TASK DESCRIPTION: Write out exactly the lines from the first line of the records below through the line that contains "Target: black lettering on sign", and stop there.

SUPPLIED DATA:
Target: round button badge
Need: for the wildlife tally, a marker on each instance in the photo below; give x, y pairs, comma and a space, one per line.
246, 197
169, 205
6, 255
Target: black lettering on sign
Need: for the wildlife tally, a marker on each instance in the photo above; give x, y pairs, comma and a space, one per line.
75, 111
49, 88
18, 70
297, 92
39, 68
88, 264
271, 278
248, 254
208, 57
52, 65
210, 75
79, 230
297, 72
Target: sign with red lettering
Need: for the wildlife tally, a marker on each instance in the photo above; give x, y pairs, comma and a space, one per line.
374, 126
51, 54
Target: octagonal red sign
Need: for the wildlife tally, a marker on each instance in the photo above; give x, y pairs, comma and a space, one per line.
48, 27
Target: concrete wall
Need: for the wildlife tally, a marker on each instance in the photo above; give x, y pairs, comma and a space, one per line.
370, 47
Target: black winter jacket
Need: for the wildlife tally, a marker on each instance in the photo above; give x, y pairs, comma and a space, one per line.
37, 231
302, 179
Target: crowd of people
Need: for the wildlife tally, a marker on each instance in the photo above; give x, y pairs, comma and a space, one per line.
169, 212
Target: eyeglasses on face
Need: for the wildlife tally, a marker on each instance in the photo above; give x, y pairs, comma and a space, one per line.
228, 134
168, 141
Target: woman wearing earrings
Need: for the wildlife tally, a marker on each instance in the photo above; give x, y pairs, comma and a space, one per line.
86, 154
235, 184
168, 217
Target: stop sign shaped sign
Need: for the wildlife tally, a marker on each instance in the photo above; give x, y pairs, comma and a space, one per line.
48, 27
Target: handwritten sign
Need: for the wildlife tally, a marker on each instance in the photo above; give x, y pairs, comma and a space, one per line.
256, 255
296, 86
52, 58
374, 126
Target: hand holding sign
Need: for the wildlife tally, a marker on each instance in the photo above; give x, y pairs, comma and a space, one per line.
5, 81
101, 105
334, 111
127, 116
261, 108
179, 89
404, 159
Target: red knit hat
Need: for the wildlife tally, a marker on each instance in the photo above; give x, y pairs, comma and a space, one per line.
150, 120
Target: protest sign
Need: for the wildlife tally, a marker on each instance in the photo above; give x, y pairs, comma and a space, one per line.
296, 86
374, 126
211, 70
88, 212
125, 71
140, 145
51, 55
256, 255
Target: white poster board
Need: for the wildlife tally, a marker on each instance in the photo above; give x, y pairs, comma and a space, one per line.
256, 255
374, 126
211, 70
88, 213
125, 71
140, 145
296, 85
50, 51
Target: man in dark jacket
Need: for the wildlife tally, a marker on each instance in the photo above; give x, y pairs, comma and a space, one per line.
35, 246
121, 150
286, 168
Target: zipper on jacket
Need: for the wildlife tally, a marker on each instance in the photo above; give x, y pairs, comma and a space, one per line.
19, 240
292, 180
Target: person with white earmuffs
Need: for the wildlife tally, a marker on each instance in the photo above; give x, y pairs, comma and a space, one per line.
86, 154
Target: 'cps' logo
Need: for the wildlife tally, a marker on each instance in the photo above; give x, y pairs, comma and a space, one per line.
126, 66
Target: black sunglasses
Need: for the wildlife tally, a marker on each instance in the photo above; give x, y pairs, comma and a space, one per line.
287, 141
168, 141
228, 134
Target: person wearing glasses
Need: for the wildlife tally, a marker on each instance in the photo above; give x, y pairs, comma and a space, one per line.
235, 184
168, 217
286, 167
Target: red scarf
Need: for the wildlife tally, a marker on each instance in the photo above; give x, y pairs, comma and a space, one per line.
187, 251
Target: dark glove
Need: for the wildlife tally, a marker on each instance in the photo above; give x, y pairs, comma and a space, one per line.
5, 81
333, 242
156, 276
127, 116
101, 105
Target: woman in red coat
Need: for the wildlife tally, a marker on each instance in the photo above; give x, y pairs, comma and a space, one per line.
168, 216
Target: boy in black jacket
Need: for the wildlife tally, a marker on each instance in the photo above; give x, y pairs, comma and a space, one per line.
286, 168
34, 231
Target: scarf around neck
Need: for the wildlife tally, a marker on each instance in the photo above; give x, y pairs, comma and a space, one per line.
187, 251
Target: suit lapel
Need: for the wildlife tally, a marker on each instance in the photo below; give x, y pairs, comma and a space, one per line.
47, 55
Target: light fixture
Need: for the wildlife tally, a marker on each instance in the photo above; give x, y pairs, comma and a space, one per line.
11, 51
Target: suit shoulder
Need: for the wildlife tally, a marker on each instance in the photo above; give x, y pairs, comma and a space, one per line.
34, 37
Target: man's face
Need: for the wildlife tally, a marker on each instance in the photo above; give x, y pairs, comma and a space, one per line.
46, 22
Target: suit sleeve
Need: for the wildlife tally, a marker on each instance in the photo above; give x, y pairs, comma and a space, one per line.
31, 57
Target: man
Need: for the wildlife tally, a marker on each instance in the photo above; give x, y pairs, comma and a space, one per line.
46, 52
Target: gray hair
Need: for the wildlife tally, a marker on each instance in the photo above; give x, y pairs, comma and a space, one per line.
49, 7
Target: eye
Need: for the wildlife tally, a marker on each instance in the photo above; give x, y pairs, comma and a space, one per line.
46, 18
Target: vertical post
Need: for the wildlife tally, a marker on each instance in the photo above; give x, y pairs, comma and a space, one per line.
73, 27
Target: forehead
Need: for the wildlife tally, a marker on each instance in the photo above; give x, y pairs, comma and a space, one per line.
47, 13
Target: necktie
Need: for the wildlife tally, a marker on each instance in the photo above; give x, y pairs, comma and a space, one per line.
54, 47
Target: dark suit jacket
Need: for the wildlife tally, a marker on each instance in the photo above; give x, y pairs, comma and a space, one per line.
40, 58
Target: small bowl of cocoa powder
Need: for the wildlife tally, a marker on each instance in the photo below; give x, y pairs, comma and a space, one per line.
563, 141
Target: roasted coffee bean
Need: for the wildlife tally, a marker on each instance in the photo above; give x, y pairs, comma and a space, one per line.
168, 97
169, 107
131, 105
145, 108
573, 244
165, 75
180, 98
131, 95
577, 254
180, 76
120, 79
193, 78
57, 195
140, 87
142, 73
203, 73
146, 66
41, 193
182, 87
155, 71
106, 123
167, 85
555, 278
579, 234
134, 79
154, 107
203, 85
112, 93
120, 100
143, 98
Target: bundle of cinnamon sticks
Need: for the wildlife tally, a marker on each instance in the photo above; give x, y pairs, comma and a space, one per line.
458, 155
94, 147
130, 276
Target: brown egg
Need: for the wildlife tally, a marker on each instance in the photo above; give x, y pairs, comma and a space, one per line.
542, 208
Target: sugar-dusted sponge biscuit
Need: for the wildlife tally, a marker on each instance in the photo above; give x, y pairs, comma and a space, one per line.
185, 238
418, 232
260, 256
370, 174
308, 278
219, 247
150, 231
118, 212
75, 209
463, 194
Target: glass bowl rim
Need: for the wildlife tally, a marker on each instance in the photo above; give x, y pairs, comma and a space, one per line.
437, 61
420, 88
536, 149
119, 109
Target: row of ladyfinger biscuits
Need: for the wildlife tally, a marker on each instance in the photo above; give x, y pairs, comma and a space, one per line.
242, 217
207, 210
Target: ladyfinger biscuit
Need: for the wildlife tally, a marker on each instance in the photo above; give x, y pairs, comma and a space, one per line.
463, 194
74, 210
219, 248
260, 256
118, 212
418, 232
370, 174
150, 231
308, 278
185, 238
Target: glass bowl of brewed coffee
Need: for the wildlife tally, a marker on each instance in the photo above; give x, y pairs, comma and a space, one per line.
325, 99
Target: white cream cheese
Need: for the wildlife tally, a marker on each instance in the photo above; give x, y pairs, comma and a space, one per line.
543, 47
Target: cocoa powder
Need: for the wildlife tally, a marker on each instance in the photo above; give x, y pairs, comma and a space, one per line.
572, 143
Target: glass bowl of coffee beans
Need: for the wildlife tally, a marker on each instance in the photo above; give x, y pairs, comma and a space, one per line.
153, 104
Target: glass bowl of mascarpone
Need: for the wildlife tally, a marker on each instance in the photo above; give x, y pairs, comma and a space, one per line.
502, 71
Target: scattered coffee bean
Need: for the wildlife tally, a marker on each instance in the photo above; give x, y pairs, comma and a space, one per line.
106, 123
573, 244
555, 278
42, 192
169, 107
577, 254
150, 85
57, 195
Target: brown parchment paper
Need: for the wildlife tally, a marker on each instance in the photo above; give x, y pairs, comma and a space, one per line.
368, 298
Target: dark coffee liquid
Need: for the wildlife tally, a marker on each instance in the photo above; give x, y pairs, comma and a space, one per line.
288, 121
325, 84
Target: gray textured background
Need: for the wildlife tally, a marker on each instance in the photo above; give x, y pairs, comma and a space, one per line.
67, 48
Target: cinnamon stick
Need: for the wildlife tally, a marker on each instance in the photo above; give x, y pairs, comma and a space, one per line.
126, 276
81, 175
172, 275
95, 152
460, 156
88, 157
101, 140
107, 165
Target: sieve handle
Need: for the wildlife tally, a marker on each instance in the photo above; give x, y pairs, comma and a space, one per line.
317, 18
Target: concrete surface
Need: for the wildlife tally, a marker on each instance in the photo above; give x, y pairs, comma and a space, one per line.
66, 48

RESPONSE AREA:
Target: round button badge
Need: for the wildlife tally, a marker on each instance in the photo below; give x, y pairs, comma and a space, one per line.
246, 197
169, 205
6, 255
Target: black lettering on sign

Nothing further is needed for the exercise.